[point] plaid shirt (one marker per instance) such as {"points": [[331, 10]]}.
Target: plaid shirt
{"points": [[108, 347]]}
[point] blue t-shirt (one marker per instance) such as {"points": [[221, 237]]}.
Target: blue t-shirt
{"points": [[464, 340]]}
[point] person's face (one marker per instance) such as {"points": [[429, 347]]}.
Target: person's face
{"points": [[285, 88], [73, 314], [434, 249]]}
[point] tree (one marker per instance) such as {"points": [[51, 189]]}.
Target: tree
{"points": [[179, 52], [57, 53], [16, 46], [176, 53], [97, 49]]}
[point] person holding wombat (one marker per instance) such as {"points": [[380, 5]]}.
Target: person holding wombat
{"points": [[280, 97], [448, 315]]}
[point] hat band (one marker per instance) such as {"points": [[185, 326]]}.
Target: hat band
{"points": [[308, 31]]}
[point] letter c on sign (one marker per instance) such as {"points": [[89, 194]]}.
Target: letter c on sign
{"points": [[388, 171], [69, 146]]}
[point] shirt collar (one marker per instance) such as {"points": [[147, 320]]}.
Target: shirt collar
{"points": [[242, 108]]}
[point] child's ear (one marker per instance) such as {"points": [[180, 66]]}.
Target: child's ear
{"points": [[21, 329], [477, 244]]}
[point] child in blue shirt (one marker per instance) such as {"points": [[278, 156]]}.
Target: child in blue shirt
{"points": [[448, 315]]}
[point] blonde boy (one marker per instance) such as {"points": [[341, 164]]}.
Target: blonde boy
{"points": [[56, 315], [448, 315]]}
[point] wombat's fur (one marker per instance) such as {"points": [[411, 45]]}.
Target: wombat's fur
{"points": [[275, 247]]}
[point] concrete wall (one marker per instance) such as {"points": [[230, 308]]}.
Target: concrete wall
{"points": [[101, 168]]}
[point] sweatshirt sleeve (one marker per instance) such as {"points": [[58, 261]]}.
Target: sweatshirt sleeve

Exercise: Reproduce all of the data above line for line, without changing anything.

The reply:
[point] plaid shirt (one marker per instance) such as {"points": [[331, 10]]}.
Target: plaid shirt
{"points": [[108, 347]]}
[point] blue t-shirt (one marker per instance) such as {"points": [[221, 237]]}.
Target: blue t-shirt
{"points": [[464, 340]]}
[point] person's face (one marker per instance) such as {"points": [[429, 347]]}.
Target: person's face
{"points": [[285, 88], [73, 314], [434, 249]]}
[point] tree (one marker per instance) such as {"points": [[51, 189]]}.
Target: tree
{"points": [[179, 52], [57, 53], [16, 46], [176, 53], [97, 49]]}
[point] person holding wombat (one marker per instance) such as {"points": [[380, 5]]}.
Target: person holding wombat
{"points": [[280, 97], [448, 315]]}
[point] hat band (one marker per instance) such as {"points": [[185, 326]]}.
Target: hat band
{"points": [[308, 31]]}
[point] letter c on sign (one marker per instance) such as {"points": [[89, 194]]}.
Target: letter c on sign
{"points": [[388, 171], [69, 146]]}
[point] shirt collar (one marker per instance) such as {"points": [[147, 320]]}.
Target: shirt collar
{"points": [[242, 108]]}
[point] child's ear (one marker per instance) such as {"points": [[180, 66]]}.
Target: child's ear
{"points": [[21, 329], [477, 244]]}
[point] child in blue shirt (one marker per instance) such as {"points": [[278, 156]]}.
Target: child in blue shirt
{"points": [[448, 315]]}
[point] blonde boy (one marker per instance) such as {"points": [[341, 164]]}.
Target: blonde boy
{"points": [[56, 315], [448, 315]]}
[point] wombat's fur (one marker per instance) such as {"points": [[411, 45]]}.
Target: wombat's fur
{"points": [[275, 247]]}
[point] concrete wall (one marker per instance) such as {"points": [[230, 308]]}.
Target: concrete wall
{"points": [[101, 168]]}
[point] sweatshirt sleeve (one marker per instance) such as {"points": [[58, 261]]}.
Target: sweatshirt sleeve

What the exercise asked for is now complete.